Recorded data
__________

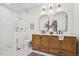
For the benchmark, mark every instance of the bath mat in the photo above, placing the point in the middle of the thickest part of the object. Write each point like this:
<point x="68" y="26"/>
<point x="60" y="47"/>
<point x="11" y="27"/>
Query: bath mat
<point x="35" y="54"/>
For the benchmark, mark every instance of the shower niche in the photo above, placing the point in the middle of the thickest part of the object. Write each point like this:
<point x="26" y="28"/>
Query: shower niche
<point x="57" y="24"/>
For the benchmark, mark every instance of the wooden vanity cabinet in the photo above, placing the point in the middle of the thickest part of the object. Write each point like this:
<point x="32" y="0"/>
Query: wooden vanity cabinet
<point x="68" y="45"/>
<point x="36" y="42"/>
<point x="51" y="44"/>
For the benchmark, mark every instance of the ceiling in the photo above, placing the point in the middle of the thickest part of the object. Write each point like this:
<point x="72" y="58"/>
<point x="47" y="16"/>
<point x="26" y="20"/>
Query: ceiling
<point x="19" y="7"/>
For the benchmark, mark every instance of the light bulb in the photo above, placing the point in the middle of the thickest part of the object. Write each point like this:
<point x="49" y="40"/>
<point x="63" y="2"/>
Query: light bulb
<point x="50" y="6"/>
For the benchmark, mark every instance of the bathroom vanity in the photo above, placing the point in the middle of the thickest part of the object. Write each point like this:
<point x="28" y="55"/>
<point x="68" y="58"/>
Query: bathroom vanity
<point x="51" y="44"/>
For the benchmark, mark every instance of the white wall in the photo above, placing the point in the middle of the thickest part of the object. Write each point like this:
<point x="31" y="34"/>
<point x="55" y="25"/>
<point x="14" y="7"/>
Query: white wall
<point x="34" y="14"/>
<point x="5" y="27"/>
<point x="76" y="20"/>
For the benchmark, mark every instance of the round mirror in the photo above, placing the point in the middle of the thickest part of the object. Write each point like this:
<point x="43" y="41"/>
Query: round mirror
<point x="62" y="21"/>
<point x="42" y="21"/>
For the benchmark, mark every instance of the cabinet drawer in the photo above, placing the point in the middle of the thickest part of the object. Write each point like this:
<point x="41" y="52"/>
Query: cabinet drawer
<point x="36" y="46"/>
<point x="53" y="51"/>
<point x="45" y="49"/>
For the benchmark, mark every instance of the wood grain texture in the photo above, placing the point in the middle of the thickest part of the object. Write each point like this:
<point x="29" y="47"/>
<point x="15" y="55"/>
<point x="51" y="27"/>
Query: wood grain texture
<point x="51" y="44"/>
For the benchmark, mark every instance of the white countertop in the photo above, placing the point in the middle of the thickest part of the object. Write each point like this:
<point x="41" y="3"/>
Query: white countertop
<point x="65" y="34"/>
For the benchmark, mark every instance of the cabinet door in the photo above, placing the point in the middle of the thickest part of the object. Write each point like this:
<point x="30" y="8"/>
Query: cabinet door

__________

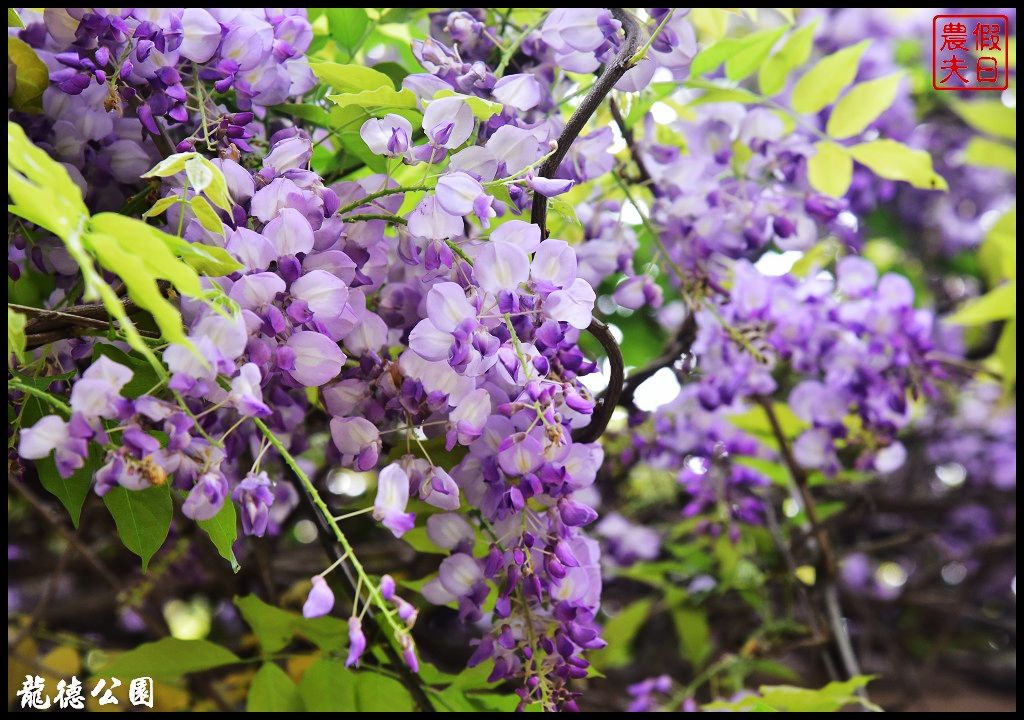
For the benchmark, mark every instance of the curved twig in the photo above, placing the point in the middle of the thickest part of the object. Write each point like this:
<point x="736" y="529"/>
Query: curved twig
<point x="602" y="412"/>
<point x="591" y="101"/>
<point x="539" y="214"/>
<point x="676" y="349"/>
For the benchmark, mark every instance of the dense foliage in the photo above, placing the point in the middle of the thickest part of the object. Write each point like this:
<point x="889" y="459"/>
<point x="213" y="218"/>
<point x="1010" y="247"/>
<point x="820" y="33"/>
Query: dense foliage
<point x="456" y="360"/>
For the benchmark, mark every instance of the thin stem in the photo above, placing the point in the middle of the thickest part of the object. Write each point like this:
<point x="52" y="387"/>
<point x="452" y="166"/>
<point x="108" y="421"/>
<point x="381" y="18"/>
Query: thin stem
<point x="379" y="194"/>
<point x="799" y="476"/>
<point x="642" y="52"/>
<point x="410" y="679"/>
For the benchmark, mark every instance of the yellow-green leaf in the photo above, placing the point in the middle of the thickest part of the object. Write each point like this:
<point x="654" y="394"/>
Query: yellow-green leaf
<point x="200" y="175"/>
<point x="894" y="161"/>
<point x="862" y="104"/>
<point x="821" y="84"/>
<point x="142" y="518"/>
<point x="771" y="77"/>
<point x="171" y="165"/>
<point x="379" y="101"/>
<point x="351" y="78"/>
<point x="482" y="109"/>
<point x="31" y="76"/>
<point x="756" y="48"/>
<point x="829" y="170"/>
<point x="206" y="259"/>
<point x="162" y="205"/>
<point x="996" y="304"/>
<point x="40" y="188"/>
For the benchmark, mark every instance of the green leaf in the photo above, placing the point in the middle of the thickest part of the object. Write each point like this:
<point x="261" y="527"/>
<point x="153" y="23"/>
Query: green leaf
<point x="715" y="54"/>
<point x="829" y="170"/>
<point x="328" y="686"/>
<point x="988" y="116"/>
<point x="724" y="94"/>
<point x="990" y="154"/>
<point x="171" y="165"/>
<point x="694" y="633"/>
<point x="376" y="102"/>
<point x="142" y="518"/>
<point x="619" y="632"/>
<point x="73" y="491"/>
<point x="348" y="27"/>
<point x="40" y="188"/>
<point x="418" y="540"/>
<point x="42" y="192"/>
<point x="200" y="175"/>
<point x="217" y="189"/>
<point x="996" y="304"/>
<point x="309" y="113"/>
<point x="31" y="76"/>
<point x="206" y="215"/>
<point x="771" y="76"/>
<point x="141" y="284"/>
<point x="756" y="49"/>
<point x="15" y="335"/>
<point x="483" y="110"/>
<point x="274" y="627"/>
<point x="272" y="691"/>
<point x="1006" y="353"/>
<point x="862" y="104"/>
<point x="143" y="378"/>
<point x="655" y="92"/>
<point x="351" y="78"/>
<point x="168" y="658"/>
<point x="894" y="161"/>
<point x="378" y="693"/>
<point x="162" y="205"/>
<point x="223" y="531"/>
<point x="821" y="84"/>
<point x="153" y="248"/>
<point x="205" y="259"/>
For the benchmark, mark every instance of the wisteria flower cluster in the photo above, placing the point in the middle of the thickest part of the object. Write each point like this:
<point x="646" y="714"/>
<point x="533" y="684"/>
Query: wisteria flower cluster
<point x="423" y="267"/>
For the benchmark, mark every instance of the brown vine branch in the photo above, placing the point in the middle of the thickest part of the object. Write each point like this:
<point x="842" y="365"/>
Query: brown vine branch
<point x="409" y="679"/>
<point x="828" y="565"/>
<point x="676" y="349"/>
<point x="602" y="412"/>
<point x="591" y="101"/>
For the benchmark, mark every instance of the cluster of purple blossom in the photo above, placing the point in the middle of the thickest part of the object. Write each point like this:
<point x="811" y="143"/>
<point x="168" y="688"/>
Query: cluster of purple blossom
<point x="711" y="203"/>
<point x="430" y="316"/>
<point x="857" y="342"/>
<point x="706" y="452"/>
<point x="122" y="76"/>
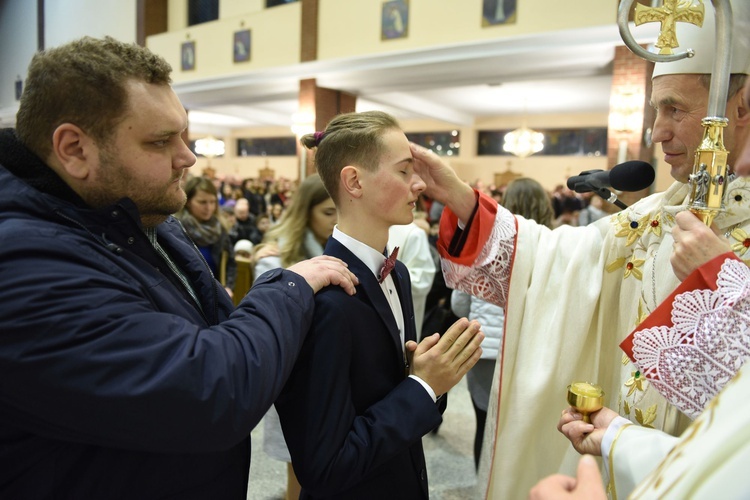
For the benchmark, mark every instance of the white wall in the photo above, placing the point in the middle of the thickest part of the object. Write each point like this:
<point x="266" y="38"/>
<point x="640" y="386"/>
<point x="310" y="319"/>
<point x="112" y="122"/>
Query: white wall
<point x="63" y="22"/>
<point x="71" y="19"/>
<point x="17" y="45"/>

__________

» **YOUR OBJECTIVE**:
Count the lines in the records above that contain the word "wooden", matching case exactly, and reply with the number only.

» **TASK OUTPUT**:
2